— Begin Data shown —
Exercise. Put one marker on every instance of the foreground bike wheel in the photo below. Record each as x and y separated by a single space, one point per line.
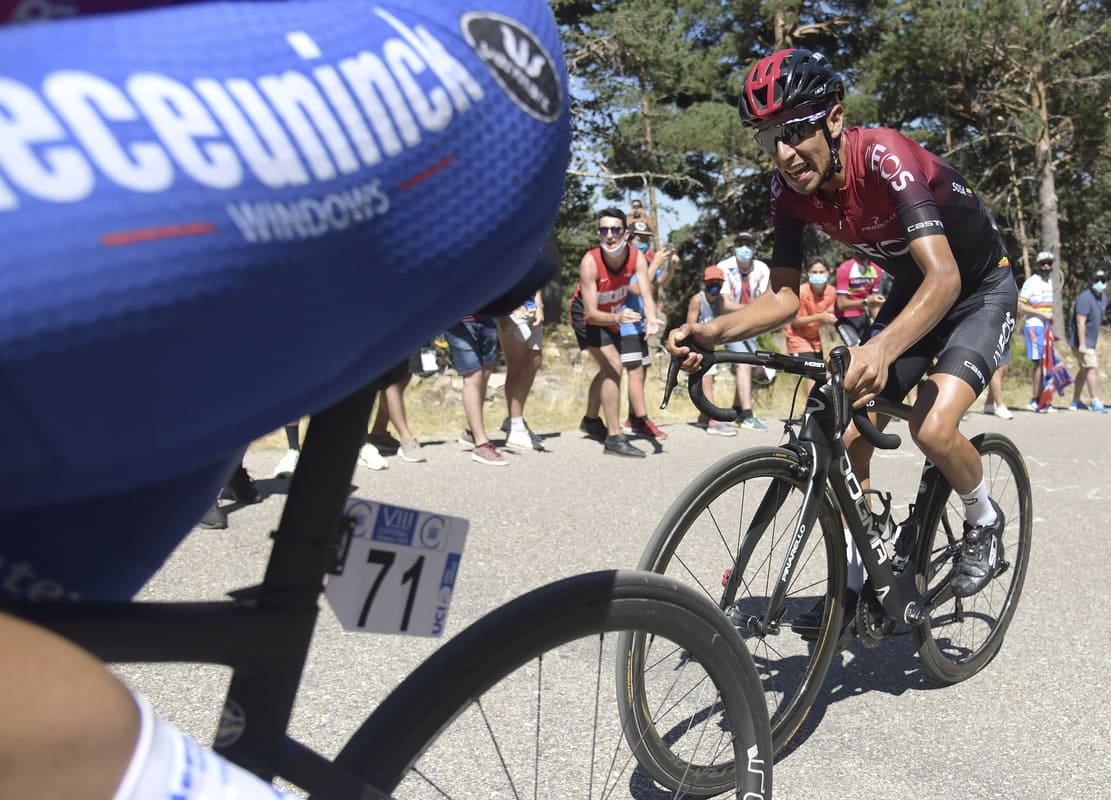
738 519
522 702
962 635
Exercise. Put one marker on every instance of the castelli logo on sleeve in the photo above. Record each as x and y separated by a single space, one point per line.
518 61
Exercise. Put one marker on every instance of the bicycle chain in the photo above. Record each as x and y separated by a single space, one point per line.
872 627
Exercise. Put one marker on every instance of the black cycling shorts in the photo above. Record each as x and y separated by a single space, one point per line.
969 342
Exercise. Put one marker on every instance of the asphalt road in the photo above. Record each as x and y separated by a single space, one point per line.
1033 723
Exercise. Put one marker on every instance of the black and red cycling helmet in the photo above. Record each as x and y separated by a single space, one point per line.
787 80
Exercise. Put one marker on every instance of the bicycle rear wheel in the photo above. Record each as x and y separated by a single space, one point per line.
737 520
522 703
962 635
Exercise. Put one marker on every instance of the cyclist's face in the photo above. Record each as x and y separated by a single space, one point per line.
803 163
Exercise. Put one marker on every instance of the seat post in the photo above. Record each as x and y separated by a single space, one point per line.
308 536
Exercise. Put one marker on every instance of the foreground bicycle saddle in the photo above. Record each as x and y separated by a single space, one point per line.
220 230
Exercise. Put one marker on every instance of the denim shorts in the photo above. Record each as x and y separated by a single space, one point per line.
473 345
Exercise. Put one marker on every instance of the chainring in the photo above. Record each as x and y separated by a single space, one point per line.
873 628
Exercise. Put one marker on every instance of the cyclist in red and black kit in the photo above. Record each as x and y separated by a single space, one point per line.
953 297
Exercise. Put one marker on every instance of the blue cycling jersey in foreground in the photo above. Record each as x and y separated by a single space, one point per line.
193 198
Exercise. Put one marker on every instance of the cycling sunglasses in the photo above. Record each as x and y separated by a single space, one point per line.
790 132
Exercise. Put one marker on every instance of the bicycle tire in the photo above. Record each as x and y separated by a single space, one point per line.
791 670
944 639
387 747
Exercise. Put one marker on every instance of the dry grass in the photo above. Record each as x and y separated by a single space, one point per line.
433 405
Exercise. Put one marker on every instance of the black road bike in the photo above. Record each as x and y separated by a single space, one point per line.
761 533
516 705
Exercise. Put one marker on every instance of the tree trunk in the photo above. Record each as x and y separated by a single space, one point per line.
1047 199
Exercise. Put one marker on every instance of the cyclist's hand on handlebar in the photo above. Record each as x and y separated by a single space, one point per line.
868 373
682 337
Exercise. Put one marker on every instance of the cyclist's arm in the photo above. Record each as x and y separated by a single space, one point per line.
941 286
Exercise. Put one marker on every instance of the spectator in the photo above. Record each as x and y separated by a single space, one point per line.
637 213
391 408
636 361
1036 301
473 345
703 307
598 308
1083 332
521 338
858 299
817 299
746 279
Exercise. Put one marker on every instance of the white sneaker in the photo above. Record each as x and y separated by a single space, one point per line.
371 459
288 463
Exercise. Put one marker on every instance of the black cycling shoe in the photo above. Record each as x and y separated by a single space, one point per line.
619 446
809 625
980 555
593 428
241 488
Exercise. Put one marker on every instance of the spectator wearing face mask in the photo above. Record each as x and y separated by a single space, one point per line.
1036 301
746 279
1083 332
703 307
817 299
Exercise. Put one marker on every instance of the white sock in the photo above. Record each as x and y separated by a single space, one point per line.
978 508
854 577
166 763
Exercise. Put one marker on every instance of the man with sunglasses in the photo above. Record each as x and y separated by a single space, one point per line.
598 310
953 303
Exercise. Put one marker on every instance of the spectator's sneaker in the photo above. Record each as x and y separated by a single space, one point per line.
489 455
384 442
643 428
593 428
371 459
980 555
809 625
216 518
753 423
410 451
287 465
619 446
716 428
— End Data shown —
**Directions:** Everything from the line with "Exercise. Put one marker on every instance of the white sock" to the end of the listing above needs to be duplicated exactly, both end lines included, with nothing more.

**Output of the exercise:**
Exercise. Put one marker on every instance of the white sock in the photo above. Record each as x and y separated by a single space, one point per line.
978 508
854 577
166 763
Exercise. Put one marker on every instance of the man with sunglasses in the photo above. Record each as x and y separated by a single space, one point per line.
598 310
953 303
Exercise. Put one marker on every instance of the spectator's sneaker in the photo above. Record each as x and y separated by a single space, one point per line.
489 455
384 442
643 428
593 428
371 459
980 555
809 625
216 518
753 423
410 451
287 465
619 446
716 428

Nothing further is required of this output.